— Begin INPUT RECORDS —

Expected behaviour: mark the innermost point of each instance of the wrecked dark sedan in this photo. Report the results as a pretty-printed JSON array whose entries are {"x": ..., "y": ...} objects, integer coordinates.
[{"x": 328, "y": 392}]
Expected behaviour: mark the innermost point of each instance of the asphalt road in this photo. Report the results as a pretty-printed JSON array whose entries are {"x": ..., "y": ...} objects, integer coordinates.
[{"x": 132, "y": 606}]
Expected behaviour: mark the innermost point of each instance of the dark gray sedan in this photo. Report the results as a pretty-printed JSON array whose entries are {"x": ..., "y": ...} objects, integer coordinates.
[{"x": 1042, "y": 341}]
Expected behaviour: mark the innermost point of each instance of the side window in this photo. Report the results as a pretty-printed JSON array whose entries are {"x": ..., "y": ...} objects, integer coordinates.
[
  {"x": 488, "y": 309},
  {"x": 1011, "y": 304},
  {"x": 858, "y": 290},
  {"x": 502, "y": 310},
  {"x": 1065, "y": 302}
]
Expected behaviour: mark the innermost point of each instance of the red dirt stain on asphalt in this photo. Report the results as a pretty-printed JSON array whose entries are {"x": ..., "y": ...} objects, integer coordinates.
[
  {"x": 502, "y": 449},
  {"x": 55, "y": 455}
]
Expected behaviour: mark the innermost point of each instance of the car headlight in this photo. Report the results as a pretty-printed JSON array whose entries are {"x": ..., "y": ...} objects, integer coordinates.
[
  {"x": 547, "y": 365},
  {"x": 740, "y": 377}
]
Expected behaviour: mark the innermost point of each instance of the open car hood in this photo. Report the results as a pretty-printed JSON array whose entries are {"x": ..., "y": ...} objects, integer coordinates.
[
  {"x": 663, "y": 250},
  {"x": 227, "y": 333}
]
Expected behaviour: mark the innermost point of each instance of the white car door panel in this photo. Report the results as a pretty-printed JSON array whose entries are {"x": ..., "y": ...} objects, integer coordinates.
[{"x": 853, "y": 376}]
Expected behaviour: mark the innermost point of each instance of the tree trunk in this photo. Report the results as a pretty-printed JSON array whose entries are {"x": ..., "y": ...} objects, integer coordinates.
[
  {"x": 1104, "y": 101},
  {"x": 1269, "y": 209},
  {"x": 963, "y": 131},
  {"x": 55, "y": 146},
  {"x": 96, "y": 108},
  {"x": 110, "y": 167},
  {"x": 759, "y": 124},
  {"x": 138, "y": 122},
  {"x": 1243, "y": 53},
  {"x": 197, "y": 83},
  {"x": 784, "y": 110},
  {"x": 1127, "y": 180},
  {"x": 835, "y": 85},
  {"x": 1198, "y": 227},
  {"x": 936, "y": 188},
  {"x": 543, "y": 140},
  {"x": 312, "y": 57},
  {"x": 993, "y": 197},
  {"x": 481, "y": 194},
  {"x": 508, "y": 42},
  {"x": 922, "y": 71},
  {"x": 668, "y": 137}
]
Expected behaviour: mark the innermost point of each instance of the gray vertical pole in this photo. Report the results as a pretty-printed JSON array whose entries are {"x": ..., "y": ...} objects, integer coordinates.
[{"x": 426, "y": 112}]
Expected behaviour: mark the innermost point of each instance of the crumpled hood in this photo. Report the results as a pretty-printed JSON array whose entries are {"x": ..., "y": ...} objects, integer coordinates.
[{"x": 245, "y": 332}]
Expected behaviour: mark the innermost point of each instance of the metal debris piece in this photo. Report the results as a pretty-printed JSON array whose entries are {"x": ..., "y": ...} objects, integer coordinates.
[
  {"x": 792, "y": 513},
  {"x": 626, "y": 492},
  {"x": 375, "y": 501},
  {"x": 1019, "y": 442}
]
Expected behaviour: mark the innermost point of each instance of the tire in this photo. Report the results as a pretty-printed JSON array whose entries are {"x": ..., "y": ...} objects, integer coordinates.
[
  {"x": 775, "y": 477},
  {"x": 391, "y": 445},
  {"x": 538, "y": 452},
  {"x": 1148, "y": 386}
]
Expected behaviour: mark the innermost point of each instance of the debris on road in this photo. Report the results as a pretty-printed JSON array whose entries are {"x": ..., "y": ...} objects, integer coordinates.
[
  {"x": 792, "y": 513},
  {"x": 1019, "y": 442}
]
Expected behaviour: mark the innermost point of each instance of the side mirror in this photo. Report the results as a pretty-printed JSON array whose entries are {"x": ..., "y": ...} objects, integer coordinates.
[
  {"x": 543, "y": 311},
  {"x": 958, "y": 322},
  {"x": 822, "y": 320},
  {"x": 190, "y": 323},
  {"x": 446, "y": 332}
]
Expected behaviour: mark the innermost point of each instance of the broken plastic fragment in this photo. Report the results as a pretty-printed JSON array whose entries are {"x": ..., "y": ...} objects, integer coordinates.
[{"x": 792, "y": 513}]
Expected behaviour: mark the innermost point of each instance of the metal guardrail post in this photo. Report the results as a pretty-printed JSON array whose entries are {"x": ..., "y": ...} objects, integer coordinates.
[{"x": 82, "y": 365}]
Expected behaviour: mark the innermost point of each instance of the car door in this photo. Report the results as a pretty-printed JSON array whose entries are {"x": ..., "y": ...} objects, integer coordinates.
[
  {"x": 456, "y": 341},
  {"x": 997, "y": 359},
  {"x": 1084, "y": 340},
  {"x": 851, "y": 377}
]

— End INPUT RECORDS —

» **SET EXERCISE**: Rescale the records from the line that contains "the metal guardrail" through the end of the records, writing out every line again, requests included. Multiply each x and y coordinate in the answers by 1.45 and round it to a whole number, with halves rounded up.

» **FINAL RESULT**:
Expected behaviour: mark the innermost point of each instance of the metal guardrail post in this photo. Report the results as a pretty-printed JSON array whose entries are {"x": ..., "y": ...} objects, integer coordinates.
[{"x": 119, "y": 529}]
Expected behaviour: mark the innermost point of each instance of the car door in this photo. Report the results as a pretty-printed JSON array whose entries are {"x": ..., "y": ...} objects, integer coordinates.
[
  {"x": 661, "y": 494},
  {"x": 1446, "y": 521},
  {"x": 1572, "y": 493},
  {"x": 1234, "y": 547}
]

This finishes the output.